(Text section):
How should you choose your SESOI? Let me quote myself (Lakens, 2014, p. 707):
In applied research, practical limitations of the SESOI can often be determined on the basis of a cost–benefit analysis. For example, if an intervention costs more money than it saves, the effect size is too small to be of practical significance. In theoretical research, the SESOI might be determined by a theoretical model that is detailed enough to make falsifiable predictions about the hypothesized size of effects. Such theoretical models are rare, and therefore, researchers often state that they are interested in any effect size that is reliably different from zero. Even so, because you can only reliably examine an effect that your study is adequately powered to observe, researchers are always limited by the practical limitation of the number of participants that are willing to participate in their experiment or the number of observations they have the resources to collect.

Let’s say you collect 50 participants in two independent conditions, and plan to do a t-test with an alpha of 0.05. You have 80% power to detect an effect with a Cohen’s d of 0.57. To have 80% power to reject an effect of d = 0.57 or larger in TOST you would need 66 participants in each condition.

Let’s say your SESOI is actually d = 0.35. To have 80% power in TOST you would need 169 participants in each condition (you’d need 130 participants in each condition to have 80% power to reject the null of d = 0 in NHST).

Conclusion

We see you always need a bit more people to reject a meaningful effect, than to reject the null for the same meaningful effect. Remember that since TOST can be performed based on Cohen’s d, you can use it in meta-analyses as well (Rogers, Howard, & Vessey, 1993). This is a great place to use EHT and reject a small effect (e.g., d = 0.2, or even d = 0.1), for which you need quite a lot of observations (i.e., 517, or even 2069).

Equivalence testing has many benefits. It fixes the dichotomous nature of NHST. You can now 1) reject the null, and fail to reject the null of equivalence (there is probably something, of the size you find meaningful), 2) reject the null, and reject the null of equivalence (there is something, but it is not large enough to be meaningful, 3) fail to reject the null, and reject the null of equivalence (the effect is smaller than anything you find meaningful), and 4) fail to reject the null, and fail to reject the null of equivalence (undetermined: you don’t have enough data to say there is an effect, and you don’t have enough data to say there is a lack of a meaningful effect). These four situations are visualized below.

There are several papers throughout the scientific disciplines telling us to use equivalence testing. I’m definitely not the first. But in my experience, the trick to get people to use better statistical approaches is to make it easy to do so. I’ll work on a manuscript that tries to make these tests easy to use (if you read this post this far, and work for a journal that might be interested in this, drop me a line – I’ll throw in an easy to use spreadsheet just for you). Thinking about meaningful effects in terms of standardized effect sizes and being able to perform these test based on summary statistics might just do the trick. Try it.

(Data supplied):
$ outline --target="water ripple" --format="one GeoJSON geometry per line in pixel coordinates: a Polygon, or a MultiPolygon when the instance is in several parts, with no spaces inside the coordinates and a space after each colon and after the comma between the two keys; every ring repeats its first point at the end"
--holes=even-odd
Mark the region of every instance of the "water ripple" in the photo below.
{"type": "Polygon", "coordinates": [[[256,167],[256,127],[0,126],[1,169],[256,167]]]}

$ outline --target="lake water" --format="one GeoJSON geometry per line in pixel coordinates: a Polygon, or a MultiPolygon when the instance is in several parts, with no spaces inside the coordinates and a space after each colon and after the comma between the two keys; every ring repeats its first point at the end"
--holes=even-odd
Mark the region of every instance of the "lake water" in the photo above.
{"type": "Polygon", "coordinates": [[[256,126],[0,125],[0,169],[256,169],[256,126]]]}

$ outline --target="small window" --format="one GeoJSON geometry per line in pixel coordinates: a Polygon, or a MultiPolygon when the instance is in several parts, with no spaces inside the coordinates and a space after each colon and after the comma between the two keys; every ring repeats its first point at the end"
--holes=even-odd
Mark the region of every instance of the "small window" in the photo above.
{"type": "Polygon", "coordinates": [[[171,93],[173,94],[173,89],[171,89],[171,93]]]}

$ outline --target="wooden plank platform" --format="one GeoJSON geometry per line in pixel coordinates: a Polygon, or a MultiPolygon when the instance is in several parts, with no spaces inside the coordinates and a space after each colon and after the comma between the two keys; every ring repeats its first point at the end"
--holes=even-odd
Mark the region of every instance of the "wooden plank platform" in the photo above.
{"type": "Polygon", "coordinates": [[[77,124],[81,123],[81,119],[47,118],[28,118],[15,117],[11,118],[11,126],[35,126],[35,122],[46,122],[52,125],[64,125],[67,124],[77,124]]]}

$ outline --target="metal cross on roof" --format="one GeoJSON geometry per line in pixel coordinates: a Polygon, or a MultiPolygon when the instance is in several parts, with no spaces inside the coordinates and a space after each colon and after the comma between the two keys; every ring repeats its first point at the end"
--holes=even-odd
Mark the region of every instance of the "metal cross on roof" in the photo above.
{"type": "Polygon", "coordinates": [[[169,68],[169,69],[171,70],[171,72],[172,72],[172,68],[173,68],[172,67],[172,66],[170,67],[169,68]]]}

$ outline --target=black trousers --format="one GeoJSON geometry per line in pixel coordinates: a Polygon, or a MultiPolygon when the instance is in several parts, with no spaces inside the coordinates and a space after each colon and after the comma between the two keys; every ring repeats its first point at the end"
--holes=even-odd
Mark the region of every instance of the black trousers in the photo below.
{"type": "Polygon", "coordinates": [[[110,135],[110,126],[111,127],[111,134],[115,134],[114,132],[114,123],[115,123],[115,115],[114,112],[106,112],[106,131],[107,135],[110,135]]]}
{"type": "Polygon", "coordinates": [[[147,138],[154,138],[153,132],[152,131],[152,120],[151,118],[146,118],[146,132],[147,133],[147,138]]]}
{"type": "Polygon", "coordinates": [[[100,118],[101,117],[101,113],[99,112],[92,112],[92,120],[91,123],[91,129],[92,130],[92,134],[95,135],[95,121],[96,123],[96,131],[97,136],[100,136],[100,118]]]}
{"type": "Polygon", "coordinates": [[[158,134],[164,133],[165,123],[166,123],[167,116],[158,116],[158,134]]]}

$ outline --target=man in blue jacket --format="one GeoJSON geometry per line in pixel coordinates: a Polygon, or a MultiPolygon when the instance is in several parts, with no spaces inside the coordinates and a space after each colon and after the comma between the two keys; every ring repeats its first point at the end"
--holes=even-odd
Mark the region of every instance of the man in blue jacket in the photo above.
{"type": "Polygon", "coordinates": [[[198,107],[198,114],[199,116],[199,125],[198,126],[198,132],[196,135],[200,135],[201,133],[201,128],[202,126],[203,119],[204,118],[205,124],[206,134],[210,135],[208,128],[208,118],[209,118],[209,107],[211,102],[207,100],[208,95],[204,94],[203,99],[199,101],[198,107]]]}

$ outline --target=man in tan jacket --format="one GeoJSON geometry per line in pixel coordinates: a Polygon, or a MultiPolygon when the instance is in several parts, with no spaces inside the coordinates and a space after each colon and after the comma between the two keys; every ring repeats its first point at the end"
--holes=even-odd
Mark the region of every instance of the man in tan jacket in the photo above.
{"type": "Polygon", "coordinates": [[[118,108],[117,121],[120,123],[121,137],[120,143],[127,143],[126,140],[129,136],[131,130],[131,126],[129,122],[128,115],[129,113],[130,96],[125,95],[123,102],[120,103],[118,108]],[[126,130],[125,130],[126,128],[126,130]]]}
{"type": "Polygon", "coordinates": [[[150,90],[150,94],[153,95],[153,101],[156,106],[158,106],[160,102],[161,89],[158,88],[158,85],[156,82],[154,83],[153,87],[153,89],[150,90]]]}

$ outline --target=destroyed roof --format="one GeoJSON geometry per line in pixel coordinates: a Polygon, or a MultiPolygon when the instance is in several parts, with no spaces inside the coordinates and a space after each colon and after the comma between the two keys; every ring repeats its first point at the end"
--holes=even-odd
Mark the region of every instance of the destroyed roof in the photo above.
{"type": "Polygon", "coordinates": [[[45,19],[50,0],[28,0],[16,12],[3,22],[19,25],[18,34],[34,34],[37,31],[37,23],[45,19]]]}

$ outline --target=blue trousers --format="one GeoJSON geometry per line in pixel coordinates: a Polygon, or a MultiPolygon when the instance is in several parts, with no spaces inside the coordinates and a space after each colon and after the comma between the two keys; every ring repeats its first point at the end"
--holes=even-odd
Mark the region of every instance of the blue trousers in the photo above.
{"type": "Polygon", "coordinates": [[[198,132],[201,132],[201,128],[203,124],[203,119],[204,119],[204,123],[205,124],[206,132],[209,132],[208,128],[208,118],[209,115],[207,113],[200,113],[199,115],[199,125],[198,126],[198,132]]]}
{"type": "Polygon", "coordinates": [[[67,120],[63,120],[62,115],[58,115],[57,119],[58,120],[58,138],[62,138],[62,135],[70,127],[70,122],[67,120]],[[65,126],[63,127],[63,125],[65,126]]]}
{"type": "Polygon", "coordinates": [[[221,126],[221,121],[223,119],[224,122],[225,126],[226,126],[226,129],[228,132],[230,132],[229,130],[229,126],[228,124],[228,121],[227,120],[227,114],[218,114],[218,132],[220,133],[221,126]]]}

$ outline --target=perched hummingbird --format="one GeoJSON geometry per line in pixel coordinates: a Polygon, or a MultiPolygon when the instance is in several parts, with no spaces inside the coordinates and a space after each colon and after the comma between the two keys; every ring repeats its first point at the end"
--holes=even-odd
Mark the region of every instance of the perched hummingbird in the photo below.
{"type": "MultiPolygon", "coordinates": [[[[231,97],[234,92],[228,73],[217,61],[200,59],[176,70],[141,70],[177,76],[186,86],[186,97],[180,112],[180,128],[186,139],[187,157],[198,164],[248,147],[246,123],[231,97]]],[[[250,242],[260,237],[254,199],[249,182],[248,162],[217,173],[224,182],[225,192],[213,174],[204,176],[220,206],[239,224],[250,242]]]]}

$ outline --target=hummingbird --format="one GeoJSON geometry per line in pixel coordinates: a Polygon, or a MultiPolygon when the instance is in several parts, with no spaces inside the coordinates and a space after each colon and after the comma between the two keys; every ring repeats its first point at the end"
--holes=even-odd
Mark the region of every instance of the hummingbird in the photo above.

(Prompt):
Answer these questions from the text on equivalence testing.
(a) In applied research, what analysis can often determine practical limitations of the SESOI?
(b) If the SESOI is d = 0.35, how many participants per condition does TOST need for 80% power?
(c) How many observations are needed to reject an effect of d = 0.2?
Answer using only the text on equivalence testing, not the lines.

(Task output):
(a) A cost–benefit analysis.
(b) 169 participants in each condition.
(c) 517 observations.